• **Problem details**
Convert the records into a two-column CSV with the columns "text" and "answer". Start at the line that contains "Where can the charred" and stop after the line that contains "pixel 407 196". Use one row per record, put each field in quotation marks, and replace line breaks with spaces.

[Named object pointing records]
....
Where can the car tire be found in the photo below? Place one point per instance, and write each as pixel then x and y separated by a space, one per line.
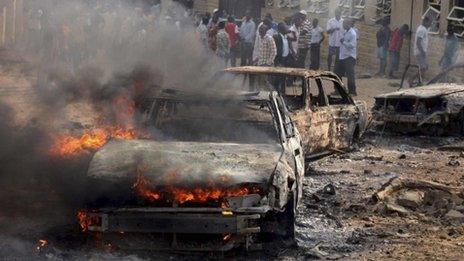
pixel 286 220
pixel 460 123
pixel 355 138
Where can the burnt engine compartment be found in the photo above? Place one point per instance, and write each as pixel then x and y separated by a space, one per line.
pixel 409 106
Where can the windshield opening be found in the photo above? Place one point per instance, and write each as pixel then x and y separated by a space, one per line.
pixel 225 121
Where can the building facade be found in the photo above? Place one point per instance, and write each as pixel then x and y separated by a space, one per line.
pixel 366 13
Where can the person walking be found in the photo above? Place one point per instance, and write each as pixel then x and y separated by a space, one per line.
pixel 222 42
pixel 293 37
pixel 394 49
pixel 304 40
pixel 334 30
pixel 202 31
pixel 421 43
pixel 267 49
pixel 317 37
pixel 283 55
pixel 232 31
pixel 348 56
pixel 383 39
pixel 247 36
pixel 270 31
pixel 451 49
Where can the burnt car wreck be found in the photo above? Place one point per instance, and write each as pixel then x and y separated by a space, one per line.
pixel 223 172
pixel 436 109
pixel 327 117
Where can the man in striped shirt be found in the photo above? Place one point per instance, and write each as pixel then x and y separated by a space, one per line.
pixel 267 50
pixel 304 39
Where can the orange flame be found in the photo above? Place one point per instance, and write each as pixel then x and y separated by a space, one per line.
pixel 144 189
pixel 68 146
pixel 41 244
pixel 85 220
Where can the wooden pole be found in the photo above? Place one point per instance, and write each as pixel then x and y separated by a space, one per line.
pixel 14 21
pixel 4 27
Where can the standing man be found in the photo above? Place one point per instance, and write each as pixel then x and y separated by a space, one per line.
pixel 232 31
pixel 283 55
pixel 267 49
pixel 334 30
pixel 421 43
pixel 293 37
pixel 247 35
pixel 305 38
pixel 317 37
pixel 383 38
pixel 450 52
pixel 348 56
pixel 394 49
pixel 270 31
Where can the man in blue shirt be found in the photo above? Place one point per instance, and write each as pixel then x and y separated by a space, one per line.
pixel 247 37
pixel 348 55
....
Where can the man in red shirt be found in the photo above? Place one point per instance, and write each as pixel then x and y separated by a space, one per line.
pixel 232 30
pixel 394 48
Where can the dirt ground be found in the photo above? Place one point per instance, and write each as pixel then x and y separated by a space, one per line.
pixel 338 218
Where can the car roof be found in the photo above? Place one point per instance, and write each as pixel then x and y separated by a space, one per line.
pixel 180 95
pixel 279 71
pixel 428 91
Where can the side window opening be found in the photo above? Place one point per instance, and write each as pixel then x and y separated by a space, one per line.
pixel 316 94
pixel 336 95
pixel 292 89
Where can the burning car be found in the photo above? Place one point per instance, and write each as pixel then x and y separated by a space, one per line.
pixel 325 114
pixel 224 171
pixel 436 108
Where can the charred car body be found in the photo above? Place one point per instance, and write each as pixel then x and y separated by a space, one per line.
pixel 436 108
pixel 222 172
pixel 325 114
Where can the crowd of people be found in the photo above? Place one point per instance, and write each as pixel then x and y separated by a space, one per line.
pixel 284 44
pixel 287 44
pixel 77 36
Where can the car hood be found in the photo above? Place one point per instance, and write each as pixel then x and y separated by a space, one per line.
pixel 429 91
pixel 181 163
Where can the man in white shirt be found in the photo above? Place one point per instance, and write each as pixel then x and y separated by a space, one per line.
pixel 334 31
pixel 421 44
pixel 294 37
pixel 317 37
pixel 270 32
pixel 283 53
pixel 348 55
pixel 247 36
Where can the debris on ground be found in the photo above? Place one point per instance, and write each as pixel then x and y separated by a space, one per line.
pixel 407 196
....
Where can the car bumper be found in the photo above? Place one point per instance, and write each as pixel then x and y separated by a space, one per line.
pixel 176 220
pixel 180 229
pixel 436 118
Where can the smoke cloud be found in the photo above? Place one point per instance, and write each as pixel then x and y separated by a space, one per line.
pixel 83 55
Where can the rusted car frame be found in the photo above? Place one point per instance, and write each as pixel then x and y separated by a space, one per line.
....
• **Output of the task**
text,answer
"Where can the charred car body be found in the photo above? Place one point per instance, and write each as pixel then x and y separated by a space, one per line.","pixel 436 108 pixel 222 172 pixel 325 114"
"Where can the crowd of people be found in the photo above? Place one point per instance, and write each as pixel then x and y separated by a space, one per line.","pixel 284 44 pixel 287 44 pixel 77 36"
"Where can the car hood be found in the photo above? Place one point per instance, and write each as pixel then x and y separated by a space, one per line.","pixel 429 91 pixel 181 163"
"Where can the man in white shirt be found in the photo above? Place one point per instance, and write each as pixel then x and y separated by a space, one per line.","pixel 334 31 pixel 421 44 pixel 294 37 pixel 317 37 pixel 270 32 pixel 283 53 pixel 348 55 pixel 247 36"
"Where can the debris on ground be found in the photo above? Place one point per instance, and write each as pixel then x and y separated by a space, one per line.","pixel 407 196"